## TASK ITEM
Give every line from the entries that contains "winter".

## DATA FOR ANALYSIS
******************************

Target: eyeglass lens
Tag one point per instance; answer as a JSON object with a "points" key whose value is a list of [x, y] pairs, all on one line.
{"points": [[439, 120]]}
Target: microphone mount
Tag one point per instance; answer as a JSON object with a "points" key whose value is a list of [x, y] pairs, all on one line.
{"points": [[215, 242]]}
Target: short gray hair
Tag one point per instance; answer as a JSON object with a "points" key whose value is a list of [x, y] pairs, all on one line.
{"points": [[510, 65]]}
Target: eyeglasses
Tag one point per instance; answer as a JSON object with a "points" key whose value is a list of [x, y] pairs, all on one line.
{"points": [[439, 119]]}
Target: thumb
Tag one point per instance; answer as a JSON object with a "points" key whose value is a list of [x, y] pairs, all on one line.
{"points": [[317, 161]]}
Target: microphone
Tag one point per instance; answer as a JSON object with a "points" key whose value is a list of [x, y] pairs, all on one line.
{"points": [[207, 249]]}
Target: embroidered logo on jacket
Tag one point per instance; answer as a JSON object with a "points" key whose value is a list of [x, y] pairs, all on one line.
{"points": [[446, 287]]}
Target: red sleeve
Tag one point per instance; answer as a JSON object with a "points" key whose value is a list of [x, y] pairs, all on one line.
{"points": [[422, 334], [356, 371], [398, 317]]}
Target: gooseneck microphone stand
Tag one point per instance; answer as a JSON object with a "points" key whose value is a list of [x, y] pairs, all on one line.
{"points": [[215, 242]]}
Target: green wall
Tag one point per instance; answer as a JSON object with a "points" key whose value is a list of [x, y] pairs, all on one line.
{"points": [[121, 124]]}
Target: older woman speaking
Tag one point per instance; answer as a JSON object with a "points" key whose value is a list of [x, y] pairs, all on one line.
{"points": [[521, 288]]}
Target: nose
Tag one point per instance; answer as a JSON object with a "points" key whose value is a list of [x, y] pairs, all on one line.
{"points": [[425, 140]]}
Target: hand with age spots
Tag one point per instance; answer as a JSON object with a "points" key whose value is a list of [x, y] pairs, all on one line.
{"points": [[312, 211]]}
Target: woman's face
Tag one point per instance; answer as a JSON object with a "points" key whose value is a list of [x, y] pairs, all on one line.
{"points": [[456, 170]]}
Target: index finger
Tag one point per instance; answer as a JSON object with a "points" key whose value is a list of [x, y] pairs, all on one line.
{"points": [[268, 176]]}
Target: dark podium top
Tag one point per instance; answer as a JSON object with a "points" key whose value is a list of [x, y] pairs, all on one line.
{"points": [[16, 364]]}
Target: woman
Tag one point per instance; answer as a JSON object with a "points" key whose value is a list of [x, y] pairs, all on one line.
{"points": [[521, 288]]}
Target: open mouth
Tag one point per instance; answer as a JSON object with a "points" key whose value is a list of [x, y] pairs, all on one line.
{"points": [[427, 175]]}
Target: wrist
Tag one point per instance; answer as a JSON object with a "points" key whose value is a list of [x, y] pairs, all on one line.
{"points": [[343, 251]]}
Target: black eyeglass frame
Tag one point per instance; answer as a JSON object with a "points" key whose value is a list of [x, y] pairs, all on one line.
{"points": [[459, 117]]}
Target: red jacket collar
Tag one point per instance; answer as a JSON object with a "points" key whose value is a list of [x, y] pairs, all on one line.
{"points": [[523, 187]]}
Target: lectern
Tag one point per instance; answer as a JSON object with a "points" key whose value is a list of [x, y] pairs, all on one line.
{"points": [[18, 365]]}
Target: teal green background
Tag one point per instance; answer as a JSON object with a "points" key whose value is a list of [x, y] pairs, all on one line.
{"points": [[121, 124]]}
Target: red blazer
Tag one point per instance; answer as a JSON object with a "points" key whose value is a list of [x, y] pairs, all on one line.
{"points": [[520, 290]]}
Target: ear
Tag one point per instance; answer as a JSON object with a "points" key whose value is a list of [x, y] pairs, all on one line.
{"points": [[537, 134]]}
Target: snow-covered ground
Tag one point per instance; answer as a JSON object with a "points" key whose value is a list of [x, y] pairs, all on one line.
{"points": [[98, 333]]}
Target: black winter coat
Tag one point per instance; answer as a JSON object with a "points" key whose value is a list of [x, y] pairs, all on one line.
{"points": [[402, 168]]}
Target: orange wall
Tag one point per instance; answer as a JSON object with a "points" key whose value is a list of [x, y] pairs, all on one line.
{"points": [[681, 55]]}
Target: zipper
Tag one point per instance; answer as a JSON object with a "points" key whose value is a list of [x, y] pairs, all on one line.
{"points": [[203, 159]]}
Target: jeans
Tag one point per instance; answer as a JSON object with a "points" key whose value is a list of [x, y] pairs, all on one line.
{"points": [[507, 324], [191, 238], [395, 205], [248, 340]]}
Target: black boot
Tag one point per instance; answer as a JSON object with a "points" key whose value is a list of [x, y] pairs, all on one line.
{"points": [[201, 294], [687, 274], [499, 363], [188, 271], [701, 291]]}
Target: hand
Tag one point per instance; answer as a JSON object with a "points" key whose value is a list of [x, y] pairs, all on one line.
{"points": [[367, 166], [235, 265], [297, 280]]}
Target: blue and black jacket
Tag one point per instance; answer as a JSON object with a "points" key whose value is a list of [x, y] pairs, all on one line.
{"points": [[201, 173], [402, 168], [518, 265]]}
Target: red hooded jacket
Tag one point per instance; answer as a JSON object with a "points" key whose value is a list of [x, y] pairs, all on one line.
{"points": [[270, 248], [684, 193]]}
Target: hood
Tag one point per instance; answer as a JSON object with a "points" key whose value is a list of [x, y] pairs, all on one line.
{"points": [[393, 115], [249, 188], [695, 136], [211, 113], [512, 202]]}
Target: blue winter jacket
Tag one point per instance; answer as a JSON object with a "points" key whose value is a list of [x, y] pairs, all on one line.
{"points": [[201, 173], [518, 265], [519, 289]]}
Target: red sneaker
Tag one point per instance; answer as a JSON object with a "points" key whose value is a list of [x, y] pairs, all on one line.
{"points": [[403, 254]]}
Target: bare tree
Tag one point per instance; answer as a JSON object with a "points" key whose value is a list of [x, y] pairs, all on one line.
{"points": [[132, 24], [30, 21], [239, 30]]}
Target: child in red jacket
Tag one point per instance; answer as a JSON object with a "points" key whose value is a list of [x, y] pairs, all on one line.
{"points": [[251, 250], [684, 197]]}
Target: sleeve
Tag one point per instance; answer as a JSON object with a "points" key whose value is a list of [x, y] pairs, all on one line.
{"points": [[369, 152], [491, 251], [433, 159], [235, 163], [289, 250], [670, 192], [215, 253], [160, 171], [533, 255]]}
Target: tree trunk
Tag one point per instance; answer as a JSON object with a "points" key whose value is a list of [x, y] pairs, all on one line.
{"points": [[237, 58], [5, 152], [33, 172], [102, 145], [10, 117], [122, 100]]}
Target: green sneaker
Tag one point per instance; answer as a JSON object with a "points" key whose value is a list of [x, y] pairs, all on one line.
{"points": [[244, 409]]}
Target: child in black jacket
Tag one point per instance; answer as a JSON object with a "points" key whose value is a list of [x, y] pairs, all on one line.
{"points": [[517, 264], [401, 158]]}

******************************

## SOLUTION TO THIS PROBLEM
Target: black winter coat
Target: blue winter jacket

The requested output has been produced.